### Task
From the records below, keep only the lines that contain the string "leaf", and copy each of them whole. Case matters when matching.

### Data
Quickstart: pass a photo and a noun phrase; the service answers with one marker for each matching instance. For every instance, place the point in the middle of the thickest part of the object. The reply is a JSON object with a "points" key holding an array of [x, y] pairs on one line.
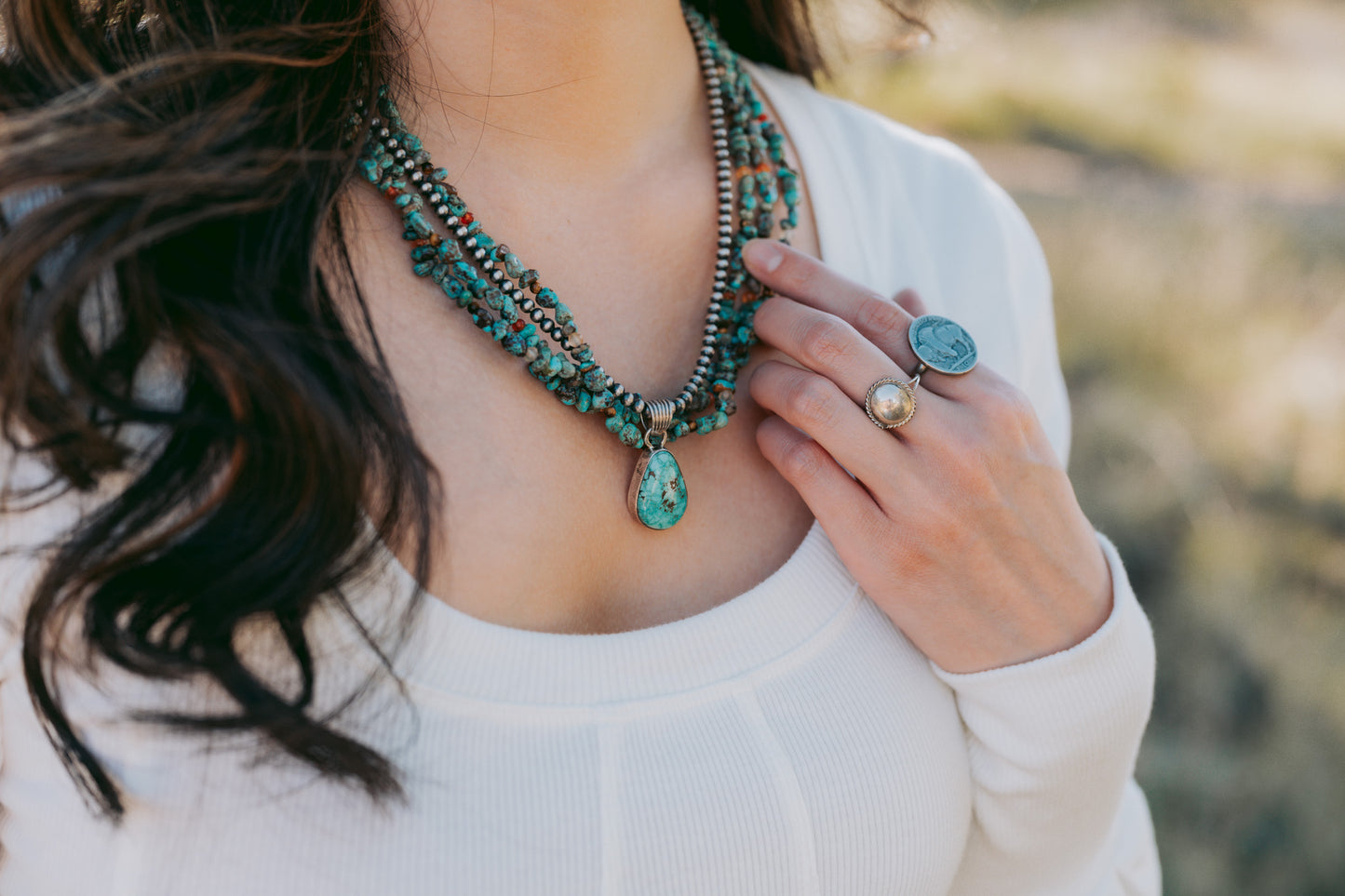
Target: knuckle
{"points": [[801, 461], [879, 315], [825, 341], [812, 400], [798, 274]]}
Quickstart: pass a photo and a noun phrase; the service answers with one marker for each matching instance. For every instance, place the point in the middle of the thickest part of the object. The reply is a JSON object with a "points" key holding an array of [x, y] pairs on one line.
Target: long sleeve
{"points": [[1052, 745]]}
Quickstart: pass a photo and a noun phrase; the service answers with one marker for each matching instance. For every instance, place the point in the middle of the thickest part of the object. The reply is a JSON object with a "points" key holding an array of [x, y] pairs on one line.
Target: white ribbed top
{"points": [[788, 742], [797, 609]]}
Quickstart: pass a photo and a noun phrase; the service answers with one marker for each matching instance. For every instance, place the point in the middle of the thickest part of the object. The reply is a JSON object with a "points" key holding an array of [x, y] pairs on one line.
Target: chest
{"points": [[534, 530]]}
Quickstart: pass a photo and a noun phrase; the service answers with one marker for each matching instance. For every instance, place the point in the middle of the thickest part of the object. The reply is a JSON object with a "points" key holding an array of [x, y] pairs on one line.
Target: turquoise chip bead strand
{"points": [[507, 301]]}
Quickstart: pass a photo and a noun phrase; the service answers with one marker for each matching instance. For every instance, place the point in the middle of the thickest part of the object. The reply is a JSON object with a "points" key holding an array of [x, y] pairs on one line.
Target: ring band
{"points": [[891, 403]]}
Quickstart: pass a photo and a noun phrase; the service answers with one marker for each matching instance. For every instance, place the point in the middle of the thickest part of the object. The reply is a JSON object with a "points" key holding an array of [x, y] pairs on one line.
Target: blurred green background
{"points": [[1184, 165]]}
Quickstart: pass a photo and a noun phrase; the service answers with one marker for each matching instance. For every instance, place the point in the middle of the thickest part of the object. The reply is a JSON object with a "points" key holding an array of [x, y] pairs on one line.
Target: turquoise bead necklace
{"points": [[507, 301]]}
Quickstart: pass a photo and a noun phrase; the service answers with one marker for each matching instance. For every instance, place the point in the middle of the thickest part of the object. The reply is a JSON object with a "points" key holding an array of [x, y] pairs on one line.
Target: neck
{"points": [[588, 90]]}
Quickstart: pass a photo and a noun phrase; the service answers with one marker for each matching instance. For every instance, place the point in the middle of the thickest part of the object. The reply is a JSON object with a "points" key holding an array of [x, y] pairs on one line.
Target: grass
{"points": [[1184, 166]]}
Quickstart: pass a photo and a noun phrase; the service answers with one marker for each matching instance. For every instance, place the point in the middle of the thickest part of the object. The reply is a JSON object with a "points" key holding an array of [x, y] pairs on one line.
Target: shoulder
{"points": [[879, 159], [900, 208]]}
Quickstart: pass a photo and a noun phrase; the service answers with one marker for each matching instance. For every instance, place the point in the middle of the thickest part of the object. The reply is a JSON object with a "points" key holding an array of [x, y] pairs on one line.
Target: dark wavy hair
{"points": [[193, 156]]}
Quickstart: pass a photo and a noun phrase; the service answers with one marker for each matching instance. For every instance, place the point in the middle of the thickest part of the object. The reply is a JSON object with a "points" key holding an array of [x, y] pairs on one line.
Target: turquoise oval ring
{"points": [[942, 344]]}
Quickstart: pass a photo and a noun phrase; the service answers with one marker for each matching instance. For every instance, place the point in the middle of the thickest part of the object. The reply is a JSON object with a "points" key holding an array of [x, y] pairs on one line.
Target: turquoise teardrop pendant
{"points": [[658, 490], [656, 495]]}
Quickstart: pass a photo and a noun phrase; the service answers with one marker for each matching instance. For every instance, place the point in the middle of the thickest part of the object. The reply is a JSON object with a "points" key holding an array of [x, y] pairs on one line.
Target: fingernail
{"points": [[763, 255]]}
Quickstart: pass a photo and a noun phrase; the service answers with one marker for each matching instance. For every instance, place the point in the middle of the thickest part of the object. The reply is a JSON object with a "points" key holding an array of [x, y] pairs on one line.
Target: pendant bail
{"points": [[659, 413], [656, 495]]}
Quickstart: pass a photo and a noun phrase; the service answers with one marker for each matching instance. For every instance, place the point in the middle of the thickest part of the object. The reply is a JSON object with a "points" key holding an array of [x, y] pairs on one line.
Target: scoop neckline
{"points": [[453, 651]]}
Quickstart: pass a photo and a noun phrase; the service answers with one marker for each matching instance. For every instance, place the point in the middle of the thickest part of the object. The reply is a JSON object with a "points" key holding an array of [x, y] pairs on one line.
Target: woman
{"points": [[815, 651]]}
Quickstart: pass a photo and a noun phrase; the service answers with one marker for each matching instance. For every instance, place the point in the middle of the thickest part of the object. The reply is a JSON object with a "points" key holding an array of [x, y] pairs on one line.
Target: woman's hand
{"points": [[961, 525]]}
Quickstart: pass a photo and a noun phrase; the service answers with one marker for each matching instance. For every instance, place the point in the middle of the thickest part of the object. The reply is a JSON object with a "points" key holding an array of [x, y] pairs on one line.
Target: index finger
{"points": [[804, 279]]}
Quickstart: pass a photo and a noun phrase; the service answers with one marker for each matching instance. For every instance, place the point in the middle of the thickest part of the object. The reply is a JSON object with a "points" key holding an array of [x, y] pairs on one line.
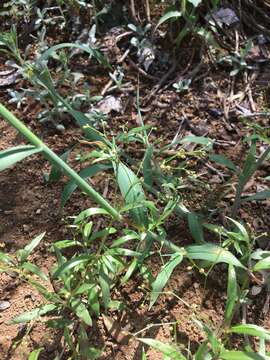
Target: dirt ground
{"points": [[29, 205]]}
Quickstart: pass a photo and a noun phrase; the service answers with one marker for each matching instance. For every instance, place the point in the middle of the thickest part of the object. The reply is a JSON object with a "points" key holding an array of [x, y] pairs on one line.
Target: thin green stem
{"points": [[56, 160], [241, 184]]}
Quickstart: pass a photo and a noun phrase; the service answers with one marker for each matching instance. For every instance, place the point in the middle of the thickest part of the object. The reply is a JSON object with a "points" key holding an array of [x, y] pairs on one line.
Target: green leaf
{"points": [[147, 167], [261, 195], [90, 212], [195, 228], [93, 301], [240, 355], [68, 265], [242, 230], [195, 3], [222, 160], [12, 156], [174, 14], [231, 294], [24, 253], [80, 310], [71, 186], [213, 253], [252, 330], [35, 354], [91, 51], [263, 264], [35, 270], [163, 277], [203, 352], [215, 344], [132, 192], [104, 282], [56, 172], [165, 349], [6, 259], [200, 140], [33, 314]]}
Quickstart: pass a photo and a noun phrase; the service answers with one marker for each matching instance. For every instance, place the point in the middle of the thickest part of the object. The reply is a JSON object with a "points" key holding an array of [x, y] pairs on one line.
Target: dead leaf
{"points": [[8, 77], [110, 103]]}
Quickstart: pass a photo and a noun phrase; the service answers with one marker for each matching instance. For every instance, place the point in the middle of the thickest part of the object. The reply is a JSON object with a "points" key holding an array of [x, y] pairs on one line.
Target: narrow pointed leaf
{"points": [[195, 228], [174, 14], [263, 264], [163, 277], [33, 314], [71, 264], [262, 195], [240, 355], [24, 253], [165, 349], [231, 294], [71, 186], [12, 156], [132, 192], [213, 253], [222, 160], [252, 330]]}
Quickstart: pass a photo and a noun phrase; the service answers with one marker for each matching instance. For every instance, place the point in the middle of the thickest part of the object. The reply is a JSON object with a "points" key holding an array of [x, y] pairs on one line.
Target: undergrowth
{"points": [[113, 242]]}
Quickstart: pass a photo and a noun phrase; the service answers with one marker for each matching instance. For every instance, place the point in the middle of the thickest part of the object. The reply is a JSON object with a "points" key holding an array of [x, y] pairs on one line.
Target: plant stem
{"points": [[241, 184], [53, 158]]}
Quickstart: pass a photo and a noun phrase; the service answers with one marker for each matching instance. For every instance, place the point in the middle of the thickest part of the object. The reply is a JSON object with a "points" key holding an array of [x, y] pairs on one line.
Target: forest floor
{"points": [[29, 205]]}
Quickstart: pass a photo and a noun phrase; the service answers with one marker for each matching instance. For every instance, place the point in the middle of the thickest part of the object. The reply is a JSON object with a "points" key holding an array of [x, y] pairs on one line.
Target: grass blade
{"points": [[33, 314], [12, 156], [163, 277], [213, 253], [165, 349], [132, 192], [231, 295], [252, 330]]}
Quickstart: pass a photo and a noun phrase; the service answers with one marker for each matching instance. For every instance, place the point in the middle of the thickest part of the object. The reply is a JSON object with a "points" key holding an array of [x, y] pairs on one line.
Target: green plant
{"points": [[11, 156]]}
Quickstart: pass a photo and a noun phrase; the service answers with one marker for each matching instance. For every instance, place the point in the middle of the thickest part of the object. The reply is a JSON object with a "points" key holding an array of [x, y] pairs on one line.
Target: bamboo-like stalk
{"points": [[241, 184], [56, 160]]}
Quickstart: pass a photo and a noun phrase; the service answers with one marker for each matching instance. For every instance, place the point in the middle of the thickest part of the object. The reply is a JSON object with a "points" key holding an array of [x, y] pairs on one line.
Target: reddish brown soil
{"points": [[29, 206]]}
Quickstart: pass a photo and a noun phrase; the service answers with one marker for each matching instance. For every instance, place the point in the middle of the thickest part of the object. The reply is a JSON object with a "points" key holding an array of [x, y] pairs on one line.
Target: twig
{"points": [[161, 82], [133, 11], [140, 70], [147, 10]]}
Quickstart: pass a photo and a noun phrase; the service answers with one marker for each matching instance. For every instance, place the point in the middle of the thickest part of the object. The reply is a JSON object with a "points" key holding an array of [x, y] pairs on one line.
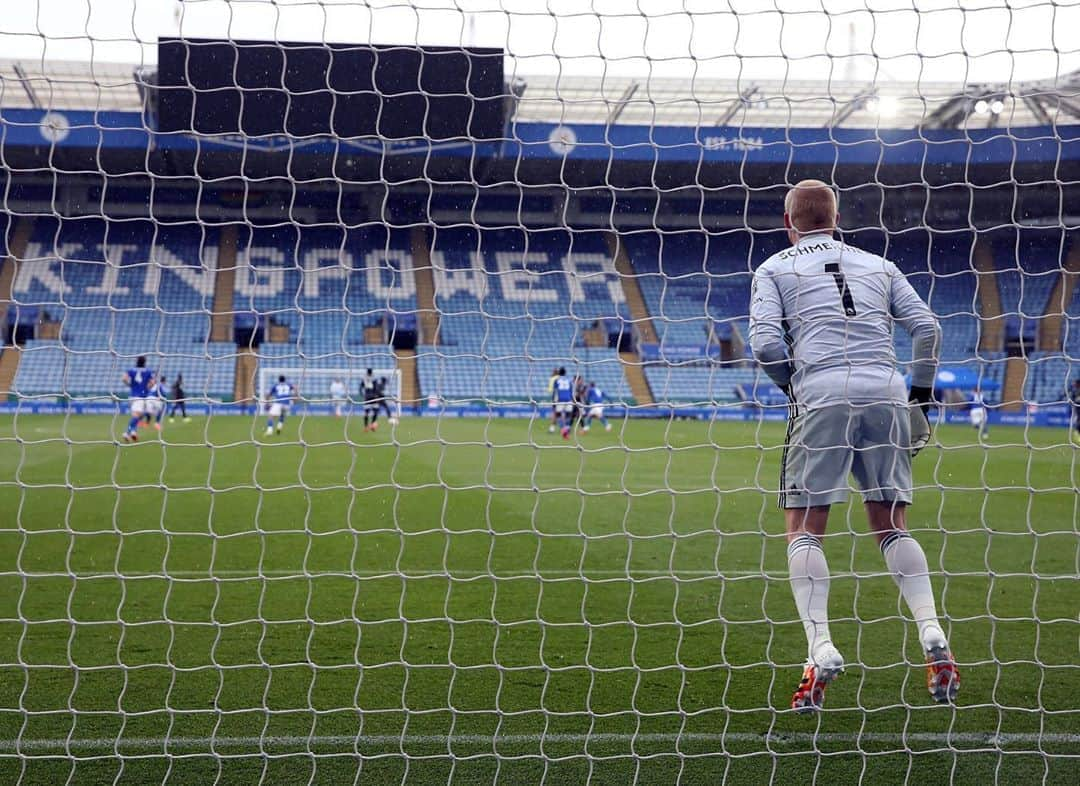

### Expected answer
Target: green leaf
Target: dead leaf
Target: narrow pointed leaf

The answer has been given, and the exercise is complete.